(Passage):

•••

Research
Highlights...
 
 

SLAC's Kelsey works software side of street.

See below

 

 Number 17 November 16, 1998 

A breath of fresh air

Scientists at DOE’s Idaho National Engineering and Environmental Laboratory have developed a technology to help people breathe a little easier. The Indoor Air Quality Monitoring and Control system has the potential to save money and energy and keep indoor air safe to breathe. The system is composed of a set of off-the-shelf sensors and incorporates a series of computer programs which detect airborne chemicals and compares them to a stored library of readings. It can be customized to fit the needs of a particular building with applications ranging from alleviating “sick building syndrome” to detecting decaying produce in potato cellars. 
 

[Martin Hamilton, 208/526-3955, mhamilto@inel.gov]

Evolution: A sprinkle a day . . .

Perhaps all that separates modern humans from Neandertals is a single genetic alteration and a daily dose of iodine, a paper by Jerome Dobson, of DOE’s Oak Ridge National Laboratory, concludes. An improvement in the thyroid’s ability to extract and use iodine may explain most differences in body shape and bone structure. In humans, the lack of iodine is known to cause cretinism, the most severe form of iodine deficiency disorder. Modern societies add iodine to table salt, and coastal residents get plenty of iodine from saltwater fish, shellfish and seaweed. Dobson theorizes that Neandertals living in inland Ice Age Europe might have lacked an adequate supply of iodine. 
 

[Ron Walli, 423/576-0226, wallira@ornl.gov]

Geothermal Heats Up

A promising technology developed by DOE’s National Renewable Energy Laboratory to increase the efficiency and production capacity of geothermal power plants was demonstrated at the Geysers, the world’s largest geothermal power plant in northern California. After the advanced direct-contact condenser technology was installed at one of the plant’s operating units, its power production efficiency increased by 5 percent and potential power capacity increased by 17 percent. NREL recently entered into an agreement to license the technology with Ecolaire of Easton, Pa. Ecolaire supplies 70 percent of U.S.-manufactured geothermal condensers to worldwide markets.

•••

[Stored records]
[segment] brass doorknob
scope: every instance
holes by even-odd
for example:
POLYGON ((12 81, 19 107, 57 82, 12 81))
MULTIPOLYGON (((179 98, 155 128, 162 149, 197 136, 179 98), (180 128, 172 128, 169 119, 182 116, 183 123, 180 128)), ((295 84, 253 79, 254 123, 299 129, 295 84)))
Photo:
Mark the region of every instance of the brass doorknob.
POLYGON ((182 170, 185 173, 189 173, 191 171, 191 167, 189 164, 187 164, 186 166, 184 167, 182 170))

•••

(Task set):
[A] In the research highlights, by what percentage did power production efficiency increase after the condenser technology was installed at the Geysers unit?
[B] Extend the research highlights, starting right after the Geothermal Heats Up item's final sentence.

(Your responses):
[A] 5 percent

[B]
 

[Patrick Summers, 303/275-4050, patrick_summers@nrel.gov]

Saving energy and money by design

A groundbreaking ceremony at Zion National Park in Utah signaled the start of a new era in energy efficiency for the National Park Service. The park’s new visitor transportation center, a low-energy passive solar building that will use 70 percent less energy and save taxpayers almost $2 million, is scheduled to open in 2000. DOE’s Exemplary Buildings Program and building engineers at the National Renewable Energy Laboratory helped design the structure, which will showcase cost effective, climate sensitive building technology. The new facility will feature natural daylighting and ventilation, evaporative cooling and a thermal storage wall for radiant heat in colder months.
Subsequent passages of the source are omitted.